Work instruction A —
Transcribe the stretch of the post on the Gibbs article from "It perpetually amazes" through "level of organization.".
Work instruction B —
In the post on the Gibbs article, whose differential studies of Australopithecines did the writer come across circa 1993?

(Given text begins)

Thanks Tim for your detailed presentation of the
article "The Unseen Genome: Beyond DNA" by
W. Wayt Gibbs from the 12/2003 issue of Sci-Am.

And for the R. Rosen citations that answer the
inadequacy of the Gibbs argument.

It perpetually amazes me when biologists profer
arguments built wholly around hard-coding models:
one attribute, one genotype source for it.  All
WWGIbbs does is compound the problem by extrapolating
the same premise to the next level of organization.

Rosen, Eiseley, and others already made clear
the holistic interactive nature of 'nature' even at
the biochemical level, but the bulk of bio-scientist
just can't get with the program.  Sad.

Circa 1993 I came across Dean Falk's differential
studies of Australopithecines - gracile and robustus.

>From her descriptions of this crucial break in speciation,
ita was obvious to me that a significant speciation could
arise from an obscure single change in genome sequence --
specifically because (as Rosen demoted) the in situ environment
can be a powerful amplifier/transformer of any given
variations that occur.

I contacted Dean and received several papers from her,
then showcased her work on the Ceptual Institute
website, adding the interpretive performance model
I extended from the Integrity Paradigm.

In the A.gracile / A. Robustus case, as simple a thing
as a codon that changed the timing of competitive tissue
growth in the brain could have been sufficient to create
a whole new species.

I invite reasers to

<http://www.ceptualinstitute.com/genre/falk/homepageDF.htm>

and to

<http://www.ceptualinstitute.com/genre/falk/falkintegrity.htm>

in particular.



Looking for second order 'genomes' per WWGibbs is interesting,
but have a wholisticly grounded interactive paradigm is more important.

(Given text ends)
(Stored data begins)

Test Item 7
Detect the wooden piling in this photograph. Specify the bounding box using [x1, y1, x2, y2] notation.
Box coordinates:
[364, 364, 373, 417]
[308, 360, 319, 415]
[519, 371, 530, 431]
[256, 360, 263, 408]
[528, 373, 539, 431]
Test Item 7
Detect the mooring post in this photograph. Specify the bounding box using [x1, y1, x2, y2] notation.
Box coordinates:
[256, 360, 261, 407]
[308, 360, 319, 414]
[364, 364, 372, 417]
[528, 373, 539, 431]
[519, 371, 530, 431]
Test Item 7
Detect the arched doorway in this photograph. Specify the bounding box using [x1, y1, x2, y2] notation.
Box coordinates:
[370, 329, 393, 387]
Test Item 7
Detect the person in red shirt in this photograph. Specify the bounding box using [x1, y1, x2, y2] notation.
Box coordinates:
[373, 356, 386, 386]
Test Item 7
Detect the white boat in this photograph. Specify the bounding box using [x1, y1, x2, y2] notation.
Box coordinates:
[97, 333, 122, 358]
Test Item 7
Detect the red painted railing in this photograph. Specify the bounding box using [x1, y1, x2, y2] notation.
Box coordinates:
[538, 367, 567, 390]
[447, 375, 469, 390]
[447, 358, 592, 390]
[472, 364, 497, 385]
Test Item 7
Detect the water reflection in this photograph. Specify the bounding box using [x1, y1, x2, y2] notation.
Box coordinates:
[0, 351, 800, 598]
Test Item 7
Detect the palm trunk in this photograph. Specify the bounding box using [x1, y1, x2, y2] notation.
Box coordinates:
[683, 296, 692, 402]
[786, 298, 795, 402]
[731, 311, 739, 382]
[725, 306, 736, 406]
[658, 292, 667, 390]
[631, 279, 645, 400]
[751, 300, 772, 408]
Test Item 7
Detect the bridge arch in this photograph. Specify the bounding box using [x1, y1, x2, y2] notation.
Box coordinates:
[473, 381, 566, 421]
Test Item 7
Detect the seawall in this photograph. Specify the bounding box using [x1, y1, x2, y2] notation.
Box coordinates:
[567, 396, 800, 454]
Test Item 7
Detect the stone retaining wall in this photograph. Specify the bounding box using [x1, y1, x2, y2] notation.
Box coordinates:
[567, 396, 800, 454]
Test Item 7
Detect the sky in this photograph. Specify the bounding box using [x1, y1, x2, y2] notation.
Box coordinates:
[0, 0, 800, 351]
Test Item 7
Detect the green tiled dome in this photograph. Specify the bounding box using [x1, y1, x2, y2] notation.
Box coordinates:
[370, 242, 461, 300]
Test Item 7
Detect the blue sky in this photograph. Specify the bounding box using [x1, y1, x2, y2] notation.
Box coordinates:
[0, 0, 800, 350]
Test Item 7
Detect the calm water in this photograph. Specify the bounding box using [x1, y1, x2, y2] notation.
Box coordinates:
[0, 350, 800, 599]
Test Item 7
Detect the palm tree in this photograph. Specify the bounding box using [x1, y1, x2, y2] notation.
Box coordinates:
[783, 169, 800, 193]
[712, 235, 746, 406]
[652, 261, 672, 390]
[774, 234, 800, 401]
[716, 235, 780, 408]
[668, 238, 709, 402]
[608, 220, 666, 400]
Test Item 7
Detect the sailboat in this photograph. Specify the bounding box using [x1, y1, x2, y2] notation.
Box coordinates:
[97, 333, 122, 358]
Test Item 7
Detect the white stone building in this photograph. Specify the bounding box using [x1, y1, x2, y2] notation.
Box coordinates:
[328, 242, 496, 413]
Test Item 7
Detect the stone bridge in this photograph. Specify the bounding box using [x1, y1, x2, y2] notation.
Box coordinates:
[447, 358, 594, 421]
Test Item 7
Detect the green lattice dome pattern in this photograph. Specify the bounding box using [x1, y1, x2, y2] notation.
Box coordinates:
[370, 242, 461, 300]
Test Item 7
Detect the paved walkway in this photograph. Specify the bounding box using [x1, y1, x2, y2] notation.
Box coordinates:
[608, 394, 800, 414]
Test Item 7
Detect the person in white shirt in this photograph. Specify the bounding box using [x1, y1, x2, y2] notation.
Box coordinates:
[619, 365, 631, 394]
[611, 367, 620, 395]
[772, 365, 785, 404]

(Stored data ends)

Written answer A —
It perpetually amazes me when biologists profer
arguments built wholly around hard-coding models:
one attribute, one genotype source for it.  All
WWGIbbs does is compound the problem by extrapolating
the same premise to the next level of organization.

Written answer B —
Dean Falk's.